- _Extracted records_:
------------------------------------------------------------------------

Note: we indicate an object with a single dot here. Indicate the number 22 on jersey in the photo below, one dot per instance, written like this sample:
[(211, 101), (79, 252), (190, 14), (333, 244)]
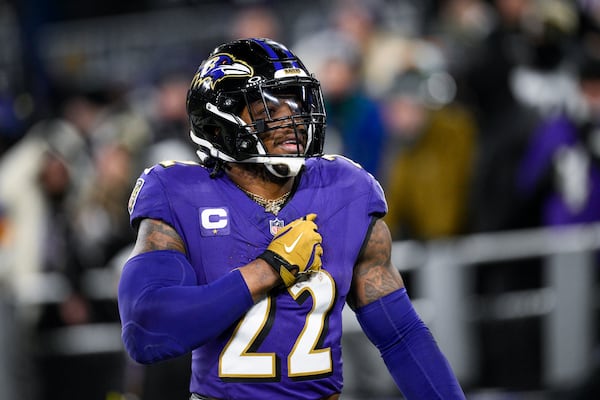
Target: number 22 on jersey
[(239, 361)]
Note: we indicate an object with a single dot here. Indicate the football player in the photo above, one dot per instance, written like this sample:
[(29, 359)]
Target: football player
[(247, 258)]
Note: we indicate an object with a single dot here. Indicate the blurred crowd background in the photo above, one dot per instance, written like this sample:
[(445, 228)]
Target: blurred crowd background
[(475, 115)]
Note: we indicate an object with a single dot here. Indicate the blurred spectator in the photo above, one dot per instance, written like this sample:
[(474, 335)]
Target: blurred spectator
[(561, 167), (388, 37), (354, 123), (505, 123), (430, 157), (255, 20), (168, 120)]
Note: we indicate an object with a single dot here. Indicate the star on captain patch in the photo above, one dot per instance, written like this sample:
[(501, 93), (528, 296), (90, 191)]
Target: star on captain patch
[(275, 225)]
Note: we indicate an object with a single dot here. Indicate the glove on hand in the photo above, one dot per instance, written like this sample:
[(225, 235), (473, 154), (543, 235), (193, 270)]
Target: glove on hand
[(295, 250)]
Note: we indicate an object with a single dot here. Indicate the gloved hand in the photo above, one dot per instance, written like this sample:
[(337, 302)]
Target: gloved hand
[(296, 250)]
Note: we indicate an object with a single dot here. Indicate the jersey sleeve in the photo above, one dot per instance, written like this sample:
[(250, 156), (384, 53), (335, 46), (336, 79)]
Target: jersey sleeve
[(149, 199)]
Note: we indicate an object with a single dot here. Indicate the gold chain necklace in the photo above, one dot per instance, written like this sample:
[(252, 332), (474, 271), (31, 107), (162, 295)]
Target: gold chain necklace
[(272, 206)]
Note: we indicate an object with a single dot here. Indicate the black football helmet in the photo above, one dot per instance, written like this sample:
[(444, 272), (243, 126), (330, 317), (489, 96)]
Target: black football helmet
[(238, 74)]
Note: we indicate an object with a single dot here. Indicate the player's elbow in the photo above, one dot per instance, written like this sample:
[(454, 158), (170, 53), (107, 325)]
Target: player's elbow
[(147, 347)]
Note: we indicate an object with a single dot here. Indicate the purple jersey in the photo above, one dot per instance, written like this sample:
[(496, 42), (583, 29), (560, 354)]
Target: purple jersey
[(289, 344)]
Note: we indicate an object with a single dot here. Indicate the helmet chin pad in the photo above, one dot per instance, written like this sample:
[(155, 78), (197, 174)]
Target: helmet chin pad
[(287, 169)]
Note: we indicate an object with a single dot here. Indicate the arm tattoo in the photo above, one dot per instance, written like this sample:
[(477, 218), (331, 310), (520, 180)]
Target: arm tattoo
[(374, 274), (157, 235)]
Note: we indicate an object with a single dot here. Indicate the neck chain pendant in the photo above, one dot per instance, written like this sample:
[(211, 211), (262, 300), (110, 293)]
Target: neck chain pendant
[(270, 206)]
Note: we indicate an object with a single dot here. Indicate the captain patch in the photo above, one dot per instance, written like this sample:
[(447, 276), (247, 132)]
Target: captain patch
[(134, 194)]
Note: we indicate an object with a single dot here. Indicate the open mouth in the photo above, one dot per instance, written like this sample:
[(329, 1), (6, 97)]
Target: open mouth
[(290, 145)]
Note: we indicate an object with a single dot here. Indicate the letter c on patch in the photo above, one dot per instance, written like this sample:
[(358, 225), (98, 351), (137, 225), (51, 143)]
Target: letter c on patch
[(214, 221)]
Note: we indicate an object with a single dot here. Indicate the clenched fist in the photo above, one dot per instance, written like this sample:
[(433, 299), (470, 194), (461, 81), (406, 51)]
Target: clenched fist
[(295, 250)]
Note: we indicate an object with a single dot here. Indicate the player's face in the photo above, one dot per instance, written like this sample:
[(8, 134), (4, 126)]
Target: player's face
[(281, 134)]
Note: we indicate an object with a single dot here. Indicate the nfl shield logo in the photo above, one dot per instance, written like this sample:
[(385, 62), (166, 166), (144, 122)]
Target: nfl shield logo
[(275, 225)]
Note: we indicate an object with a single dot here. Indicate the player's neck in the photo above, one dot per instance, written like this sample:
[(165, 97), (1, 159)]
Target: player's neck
[(261, 184)]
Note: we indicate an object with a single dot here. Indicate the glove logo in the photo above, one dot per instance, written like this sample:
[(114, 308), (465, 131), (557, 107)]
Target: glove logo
[(291, 248)]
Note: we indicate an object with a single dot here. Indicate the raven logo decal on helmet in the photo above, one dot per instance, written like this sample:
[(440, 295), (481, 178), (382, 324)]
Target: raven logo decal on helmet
[(218, 67)]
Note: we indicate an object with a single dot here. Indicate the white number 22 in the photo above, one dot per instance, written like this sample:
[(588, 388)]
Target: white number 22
[(239, 361)]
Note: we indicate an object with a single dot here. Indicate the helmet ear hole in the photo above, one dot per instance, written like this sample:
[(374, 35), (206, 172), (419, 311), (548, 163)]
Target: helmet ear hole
[(246, 144)]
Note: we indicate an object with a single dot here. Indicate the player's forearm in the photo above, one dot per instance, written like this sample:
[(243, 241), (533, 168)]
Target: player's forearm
[(260, 277), (409, 350), (165, 313)]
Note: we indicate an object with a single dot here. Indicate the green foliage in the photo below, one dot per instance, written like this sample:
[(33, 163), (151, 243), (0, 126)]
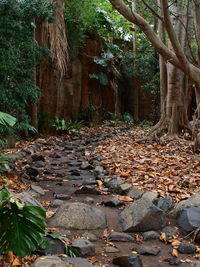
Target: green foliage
[(19, 54), (101, 77), (70, 126), (88, 114), (22, 227), (4, 163)]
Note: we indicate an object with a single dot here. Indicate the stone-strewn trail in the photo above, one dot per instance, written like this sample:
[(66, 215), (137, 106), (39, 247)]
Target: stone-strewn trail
[(91, 210)]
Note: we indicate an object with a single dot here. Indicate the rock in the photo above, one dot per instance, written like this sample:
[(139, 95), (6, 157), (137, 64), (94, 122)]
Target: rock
[(28, 199), (120, 237), (57, 203), (84, 247), (146, 250), (86, 166), (32, 172), (49, 261), (36, 157), (90, 236), (86, 189), (152, 196), (38, 189), (142, 215), (189, 219), (186, 248), (193, 201), (89, 200), (111, 250), (113, 202), (170, 232), (58, 247), (77, 262), (39, 164), (99, 170), (62, 196), (113, 184), (124, 188), (165, 204), (132, 260), (174, 261), (195, 264), (79, 216), (135, 193), (150, 235)]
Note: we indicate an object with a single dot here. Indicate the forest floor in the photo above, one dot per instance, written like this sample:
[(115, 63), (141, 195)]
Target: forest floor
[(169, 169)]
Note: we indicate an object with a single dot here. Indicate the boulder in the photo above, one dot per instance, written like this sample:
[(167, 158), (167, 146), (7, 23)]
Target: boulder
[(49, 261), (189, 219), (84, 247), (142, 215), (120, 237), (135, 193), (132, 260), (146, 250), (193, 201), (78, 216)]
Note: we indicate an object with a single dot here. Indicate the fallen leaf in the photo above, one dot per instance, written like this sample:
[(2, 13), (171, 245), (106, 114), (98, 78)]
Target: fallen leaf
[(125, 198), (175, 253)]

------------------------------------------------------------------------

- _Prompt_: Write out, exactly as they appear, the lines from the one containing "Target: boulder" through the last line of the records above, both included, and nothing more.

- _Answer to this problem_:
Target: boulder
[(49, 261), (189, 219), (84, 247), (142, 215), (120, 237), (135, 193), (132, 260), (146, 250), (193, 201), (78, 216)]
Note: we indicate an object with a single dot here. Indicate the fallen leaf in the photo above, one dot per instance, written like this sample:
[(2, 13), (171, 245), (106, 114), (98, 78)]
Target: fallen leaf
[(125, 198), (175, 253)]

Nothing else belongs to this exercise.